## [Required task]
Transcribe every line exactly and omit anything that is a picture.

## [Data shown]

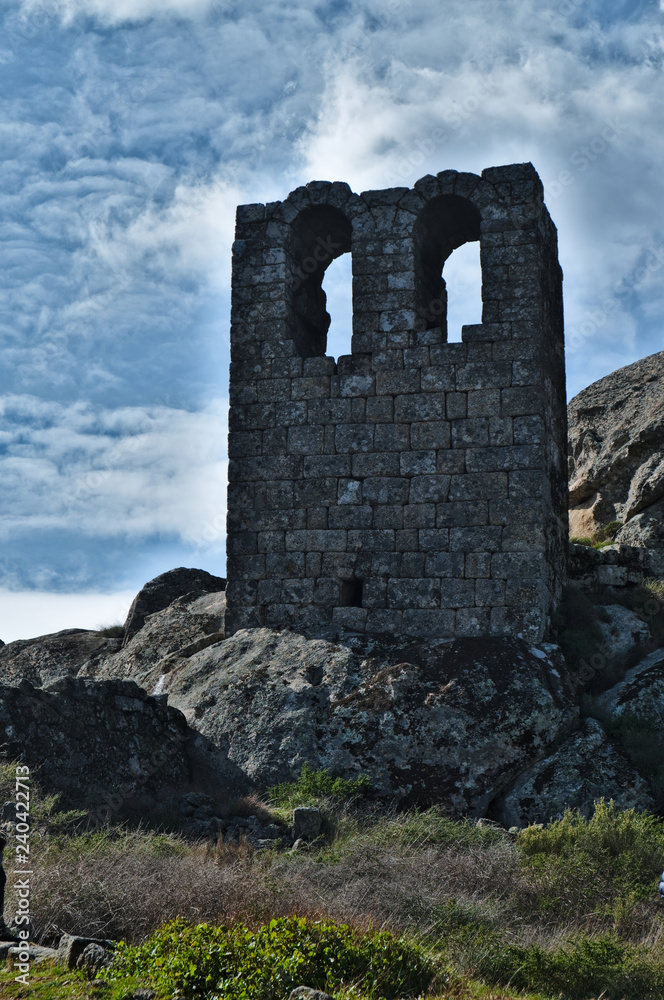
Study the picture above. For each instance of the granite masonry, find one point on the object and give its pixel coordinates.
(414, 486)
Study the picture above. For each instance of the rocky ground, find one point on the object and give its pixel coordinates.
(176, 719)
(171, 708)
(616, 457)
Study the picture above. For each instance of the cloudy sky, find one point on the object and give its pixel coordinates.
(130, 130)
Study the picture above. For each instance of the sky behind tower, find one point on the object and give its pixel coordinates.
(131, 130)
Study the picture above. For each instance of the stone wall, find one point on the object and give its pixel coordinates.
(415, 486)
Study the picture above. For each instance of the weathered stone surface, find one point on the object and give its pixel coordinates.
(93, 958)
(612, 566)
(38, 953)
(167, 637)
(623, 631)
(100, 744)
(306, 993)
(71, 948)
(641, 692)
(647, 529)
(616, 435)
(334, 466)
(585, 768)
(157, 594)
(448, 722)
(44, 659)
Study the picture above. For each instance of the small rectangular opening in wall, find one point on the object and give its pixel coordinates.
(351, 593)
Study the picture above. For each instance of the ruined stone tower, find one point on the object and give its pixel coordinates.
(415, 486)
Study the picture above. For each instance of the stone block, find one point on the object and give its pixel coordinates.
(458, 514)
(385, 489)
(475, 539)
(428, 489)
(411, 463)
(307, 823)
(388, 516)
(433, 434)
(422, 593)
(351, 438)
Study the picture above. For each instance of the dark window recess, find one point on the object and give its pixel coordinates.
(351, 593)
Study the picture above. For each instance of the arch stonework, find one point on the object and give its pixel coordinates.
(414, 486)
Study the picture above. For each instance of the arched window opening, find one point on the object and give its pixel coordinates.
(337, 287)
(463, 277)
(446, 222)
(320, 235)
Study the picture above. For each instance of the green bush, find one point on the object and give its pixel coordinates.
(584, 863)
(199, 962)
(315, 786)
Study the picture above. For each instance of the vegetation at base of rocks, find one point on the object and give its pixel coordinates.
(315, 788)
(45, 812)
(639, 737)
(566, 910)
(576, 626)
(266, 963)
(603, 537)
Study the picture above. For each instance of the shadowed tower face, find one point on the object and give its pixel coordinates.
(413, 486)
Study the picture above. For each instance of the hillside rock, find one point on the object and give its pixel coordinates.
(168, 637)
(585, 768)
(450, 722)
(641, 692)
(48, 657)
(616, 453)
(157, 594)
(101, 744)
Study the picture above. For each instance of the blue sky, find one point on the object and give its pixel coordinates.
(129, 132)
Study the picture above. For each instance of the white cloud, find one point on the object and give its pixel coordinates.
(25, 614)
(132, 472)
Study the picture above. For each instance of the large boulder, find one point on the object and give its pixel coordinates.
(586, 767)
(44, 659)
(102, 744)
(168, 637)
(449, 722)
(616, 454)
(157, 594)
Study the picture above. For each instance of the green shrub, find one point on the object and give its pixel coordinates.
(198, 962)
(315, 786)
(581, 864)
(581, 540)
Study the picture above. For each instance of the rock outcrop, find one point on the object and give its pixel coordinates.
(157, 594)
(616, 449)
(168, 638)
(475, 725)
(100, 745)
(586, 767)
(449, 722)
(640, 693)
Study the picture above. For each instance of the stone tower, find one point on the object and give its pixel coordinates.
(414, 486)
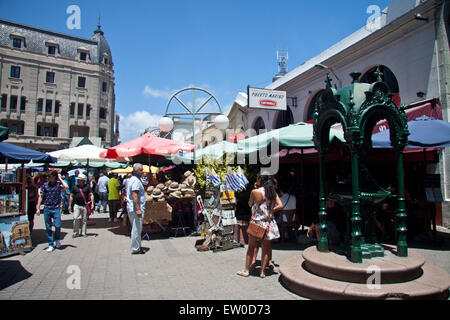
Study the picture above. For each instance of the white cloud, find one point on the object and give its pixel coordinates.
(167, 93)
(156, 93)
(134, 124)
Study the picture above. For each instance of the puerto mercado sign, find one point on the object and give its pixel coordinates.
(266, 99)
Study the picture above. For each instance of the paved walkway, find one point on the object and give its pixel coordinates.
(171, 269)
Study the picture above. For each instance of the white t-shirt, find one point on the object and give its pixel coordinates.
(289, 202)
(102, 181)
(135, 184)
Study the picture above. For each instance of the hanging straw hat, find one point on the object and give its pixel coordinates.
(187, 174)
(157, 193)
(191, 181)
(174, 186)
(150, 189)
(176, 194)
(168, 183)
(160, 186)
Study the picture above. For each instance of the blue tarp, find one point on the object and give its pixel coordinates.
(425, 132)
(16, 154)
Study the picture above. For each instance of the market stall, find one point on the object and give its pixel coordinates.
(14, 229)
(170, 205)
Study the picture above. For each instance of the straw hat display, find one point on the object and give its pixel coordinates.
(150, 189)
(157, 194)
(176, 195)
(174, 186)
(189, 179)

## [Reply to the exercise]
Study the picture above. For each instance of the granite masonry, find one point on the object and give its pixel coordinates.
(414, 486)
Study the picture above. For each instance of the rocky ground, find one point on the object and give its pixel coordinates.
(176, 719)
(171, 708)
(616, 457)
Study the picture above. For each instance of the cloudy sky, find one point on the object and give its pixel coordinates.
(130, 130)
Study the picture above. For each instance of the sky behind tower, find one point on the object and give its pixel coordinates.
(131, 130)
Study the picture above. For each instance of the stone wall, find one point on the object and give its pixel coordinates.
(415, 486)
Study the picture above. For each instance of the weathered stone surface, find one point on the object and give its pixel coordinates.
(93, 958)
(612, 566)
(38, 953)
(167, 637)
(623, 631)
(100, 744)
(306, 993)
(71, 948)
(641, 692)
(647, 529)
(616, 435)
(334, 466)
(585, 768)
(157, 594)
(448, 722)
(44, 659)
Study the picture above. For each instance of the small rectangular opening in wall, find one point on the object and give its pixel coordinates.
(351, 593)
Study the picture above. For each instance of the ruined stone tower, find one point on the object and give its pixel coordinates.
(415, 486)
Study the picture above. For each instance of the stone block, find one point on the object and give its pixel coordinates.
(458, 514)
(385, 489)
(475, 539)
(428, 489)
(411, 463)
(307, 823)
(388, 516)
(433, 434)
(422, 593)
(351, 438)
Study the picture above. For each instance of the dark window recess, find one point on the object and give its pixel coordinates.
(351, 593)
Study the picture above. For each instance of the arch stonework, find one point on the object and give its pixel coordinates.
(414, 486)
Study the picture above. For each instance of the arched window opening, find one point on the object and give its pixel coordinates.
(337, 287)
(463, 277)
(446, 222)
(320, 235)
Study the picture above. For each instance of the green bush, find one point on the object and give its pixel coordinates.
(584, 863)
(199, 962)
(315, 786)
Study the picture above. For each instance of the vegetation at base of rocks, find one point on the object and give its pixel coordinates.
(315, 788)
(45, 812)
(639, 737)
(566, 910)
(576, 626)
(266, 963)
(603, 537)
Study the picture above. For each instance of the shadowed tower face, find one point on the object and give its pixel coordinates.
(413, 486)
Study the picture above. For each instance of the hillside rock, find one point on the object and give its pixel coordinates.
(168, 637)
(585, 768)
(450, 722)
(641, 692)
(48, 657)
(616, 453)
(157, 594)
(101, 744)
Study the picture above. For each instance of the blue sky, find one point on the object and give its pixel coordinates.
(129, 132)
Study the picture above. For each instance of the white cloud, find one point on the object and give its pixel coordinates.
(25, 614)
(132, 472)
Study the picture above. For each instance of the large boulder, find one point on the object and give its pixel coordinates.
(586, 767)
(44, 659)
(102, 744)
(168, 637)
(449, 722)
(616, 454)
(157, 594)
Study the picture above. For each instance of the green shrub, find one point on the object and give its pixel coordinates.
(198, 962)
(315, 786)
(581, 864)
(581, 540)
Study the picture above. For each instance of the rock outcrop, find one point on the object and give its pixel coordinates.
(157, 594)
(616, 449)
(168, 638)
(475, 725)
(100, 745)
(586, 767)
(449, 722)
(640, 693)
Study the picture above. For each instance of the stone tower, find one point on the object and give its pixel coordinates.
(414, 486)
Study the picture above. For each instance of the white cloud, find one point on the object and give its pixel coordinates.
(167, 93)
(156, 93)
(134, 124)
Study the picture above. For each instance of the puerto mercado sign, find one point on the object and give its pixel coordinates.
(266, 99)
Study the picture above. For each instance of the paved walkway, find one point on the object and give its pixel coordinates.
(171, 269)
Study the picture above. For each instance of the white t-shirt, find one point on the object and give its pixel coordinates.
(289, 202)
(102, 181)
(135, 184)
Study the picture above. For each instance of the hanging straw hat, find one point on the object and give its pixel coordinates.
(187, 174)
(157, 193)
(191, 181)
(174, 186)
(150, 189)
(176, 194)
(168, 183)
(160, 186)
Study the picture above. For each instance of the blue tarp, find one point on the object and give its pixel coordinates.
(425, 132)
(16, 154)
Study the picture above. For each instance of the market stall, find one point on the object and give its pixel coordinates.
(14, 229)
(170, 205)
Study the picture above. For each instance of the straw hat display, find one point on the object and give its pixel coordinates.
(150, 189)
(157, 194)
(176, 195)
(174, 186)
(189, 179)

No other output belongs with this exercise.